== Exercise material ==
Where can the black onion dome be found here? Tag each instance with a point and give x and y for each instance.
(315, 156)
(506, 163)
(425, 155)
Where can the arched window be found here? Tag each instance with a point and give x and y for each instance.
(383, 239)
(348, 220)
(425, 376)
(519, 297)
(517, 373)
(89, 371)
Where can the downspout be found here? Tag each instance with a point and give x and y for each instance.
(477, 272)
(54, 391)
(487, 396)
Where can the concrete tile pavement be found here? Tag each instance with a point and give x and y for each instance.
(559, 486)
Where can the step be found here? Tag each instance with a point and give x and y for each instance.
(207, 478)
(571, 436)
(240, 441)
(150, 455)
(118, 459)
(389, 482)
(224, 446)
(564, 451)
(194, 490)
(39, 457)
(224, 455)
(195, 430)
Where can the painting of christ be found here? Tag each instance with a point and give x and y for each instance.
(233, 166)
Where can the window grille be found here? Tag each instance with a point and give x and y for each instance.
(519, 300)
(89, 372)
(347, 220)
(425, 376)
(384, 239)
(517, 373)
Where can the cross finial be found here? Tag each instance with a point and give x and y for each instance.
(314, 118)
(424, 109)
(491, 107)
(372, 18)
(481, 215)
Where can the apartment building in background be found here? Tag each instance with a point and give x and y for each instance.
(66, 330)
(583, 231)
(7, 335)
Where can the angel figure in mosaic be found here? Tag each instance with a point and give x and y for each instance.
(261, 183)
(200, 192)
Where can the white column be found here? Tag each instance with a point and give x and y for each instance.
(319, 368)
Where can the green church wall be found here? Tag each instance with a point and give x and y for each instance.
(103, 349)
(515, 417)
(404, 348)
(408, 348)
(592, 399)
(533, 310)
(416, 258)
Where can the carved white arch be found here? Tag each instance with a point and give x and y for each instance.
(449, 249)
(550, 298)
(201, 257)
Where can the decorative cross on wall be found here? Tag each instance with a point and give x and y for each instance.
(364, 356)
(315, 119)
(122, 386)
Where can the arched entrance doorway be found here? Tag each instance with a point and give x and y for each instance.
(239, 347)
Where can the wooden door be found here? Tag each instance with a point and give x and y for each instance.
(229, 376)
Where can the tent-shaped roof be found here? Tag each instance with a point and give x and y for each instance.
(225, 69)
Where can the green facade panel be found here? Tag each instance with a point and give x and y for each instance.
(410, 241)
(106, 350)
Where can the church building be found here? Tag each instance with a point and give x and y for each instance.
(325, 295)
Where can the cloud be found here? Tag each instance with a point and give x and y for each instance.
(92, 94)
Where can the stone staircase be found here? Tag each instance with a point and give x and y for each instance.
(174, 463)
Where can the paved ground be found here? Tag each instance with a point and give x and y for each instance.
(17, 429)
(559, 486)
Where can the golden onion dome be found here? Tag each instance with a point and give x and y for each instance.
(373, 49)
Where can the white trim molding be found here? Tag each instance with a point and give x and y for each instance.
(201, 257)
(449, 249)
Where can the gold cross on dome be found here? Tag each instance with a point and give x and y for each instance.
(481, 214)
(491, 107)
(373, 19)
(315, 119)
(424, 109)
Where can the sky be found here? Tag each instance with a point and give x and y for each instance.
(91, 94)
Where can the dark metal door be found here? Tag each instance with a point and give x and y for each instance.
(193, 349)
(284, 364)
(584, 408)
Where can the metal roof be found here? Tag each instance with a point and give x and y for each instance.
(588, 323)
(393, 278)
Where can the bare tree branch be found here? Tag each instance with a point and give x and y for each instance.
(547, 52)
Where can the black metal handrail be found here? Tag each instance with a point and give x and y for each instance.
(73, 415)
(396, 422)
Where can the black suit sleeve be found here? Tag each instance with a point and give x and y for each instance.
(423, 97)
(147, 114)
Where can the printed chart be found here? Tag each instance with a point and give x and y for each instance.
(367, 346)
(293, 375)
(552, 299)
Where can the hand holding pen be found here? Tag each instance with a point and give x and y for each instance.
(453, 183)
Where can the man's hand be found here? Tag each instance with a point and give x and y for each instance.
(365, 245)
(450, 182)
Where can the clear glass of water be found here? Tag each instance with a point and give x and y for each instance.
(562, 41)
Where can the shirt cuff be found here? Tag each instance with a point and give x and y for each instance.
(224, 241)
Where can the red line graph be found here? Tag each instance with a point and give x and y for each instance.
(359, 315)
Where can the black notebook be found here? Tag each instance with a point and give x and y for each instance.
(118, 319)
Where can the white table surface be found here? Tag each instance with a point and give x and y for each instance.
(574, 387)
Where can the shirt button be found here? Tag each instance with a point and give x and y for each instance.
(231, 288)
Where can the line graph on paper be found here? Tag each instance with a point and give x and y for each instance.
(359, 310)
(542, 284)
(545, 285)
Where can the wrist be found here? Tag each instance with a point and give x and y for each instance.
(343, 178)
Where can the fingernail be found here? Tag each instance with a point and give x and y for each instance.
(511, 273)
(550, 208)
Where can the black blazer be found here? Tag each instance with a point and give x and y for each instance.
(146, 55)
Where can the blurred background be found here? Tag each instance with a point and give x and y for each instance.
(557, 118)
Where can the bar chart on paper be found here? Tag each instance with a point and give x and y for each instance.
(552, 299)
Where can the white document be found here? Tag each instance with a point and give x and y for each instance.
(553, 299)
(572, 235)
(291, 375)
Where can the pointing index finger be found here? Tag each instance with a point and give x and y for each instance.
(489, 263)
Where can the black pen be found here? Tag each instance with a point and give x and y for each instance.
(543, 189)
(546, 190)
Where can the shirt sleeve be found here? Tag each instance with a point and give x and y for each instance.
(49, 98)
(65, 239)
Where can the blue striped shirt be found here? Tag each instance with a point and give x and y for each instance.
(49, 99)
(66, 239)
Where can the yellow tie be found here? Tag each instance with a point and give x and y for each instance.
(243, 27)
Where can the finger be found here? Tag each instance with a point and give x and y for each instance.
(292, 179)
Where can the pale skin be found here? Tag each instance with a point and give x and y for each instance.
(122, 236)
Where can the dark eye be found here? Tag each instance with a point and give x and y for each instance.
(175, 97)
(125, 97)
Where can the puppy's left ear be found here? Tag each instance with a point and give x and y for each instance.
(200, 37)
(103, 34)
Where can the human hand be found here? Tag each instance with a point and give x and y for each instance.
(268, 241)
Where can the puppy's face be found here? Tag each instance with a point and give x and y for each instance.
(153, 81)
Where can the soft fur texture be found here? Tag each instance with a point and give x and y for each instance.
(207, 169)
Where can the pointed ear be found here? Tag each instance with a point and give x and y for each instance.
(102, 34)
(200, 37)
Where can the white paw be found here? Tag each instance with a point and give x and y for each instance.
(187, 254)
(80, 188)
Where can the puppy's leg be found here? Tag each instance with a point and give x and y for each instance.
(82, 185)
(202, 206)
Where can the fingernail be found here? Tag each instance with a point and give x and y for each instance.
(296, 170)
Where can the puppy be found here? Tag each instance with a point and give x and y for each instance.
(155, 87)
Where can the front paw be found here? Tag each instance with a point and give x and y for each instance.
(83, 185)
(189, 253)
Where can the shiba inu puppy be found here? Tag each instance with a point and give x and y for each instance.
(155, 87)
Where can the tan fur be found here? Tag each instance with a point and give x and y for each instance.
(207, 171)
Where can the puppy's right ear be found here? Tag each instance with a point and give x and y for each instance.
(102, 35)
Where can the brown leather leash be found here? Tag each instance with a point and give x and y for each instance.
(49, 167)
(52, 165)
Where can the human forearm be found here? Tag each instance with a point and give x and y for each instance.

== Exercise ==
Restate the final lines of the listing above word for word, beginning at the line that contains "Where can the human hand".

== Answer to the problem ==
Where can the human hand be found here? Tag each instance with a point and give x and y for each instance.
(268, 241)
Where can the puppy's face be found here? Tag each instance with a point and give x and y for each instance.
(153, 81)
Where can the soft fur texture be found here? Tag each instance with a point and give x and y for each instance.
(207, 169)
Where can the pointed ear be found here? Tag each instance with a point and give x and y for each instance.
(102, 34)
(200, 37)
Where can the white paw be found here? Tag each instance with a point and give x and y for each instance.
(187, 254)
(80, 188)
Where can the puppy's leg be found here? Tag each instance with a point and give x and y for each instance.
(82, 185)
(202, 206)
Where can the fingernail be found here? Tag each instance with a point and give x and y for each instance.
(296, 170)
Where can the puppy be found here? Tag each instance with a point and give x and y for each instance.
(155, 87)
Where can the front paw be found here? Tag each instance with a point and give x and y for each instance.
(83, 185)
(189, 253)
Where can the shiba inu puppy be found here? Tag each instance with a point and give x and y for each instance.
(155, 87)
Where can the tan fur be found here? Tag each instance with a point and give x and y for each instance.
(207, 171)
Where can the puppy's right ear be found here? Tag each instance with a point and give x and y for each instance.
(102, 35)
Where can the brown leather leash be found here? Tag each instance with a point and give x and y for each instance.
(49, 167)
(52, 165)
Where can the human forearm be found here? Tag each instance with a point and give x and y for each instance.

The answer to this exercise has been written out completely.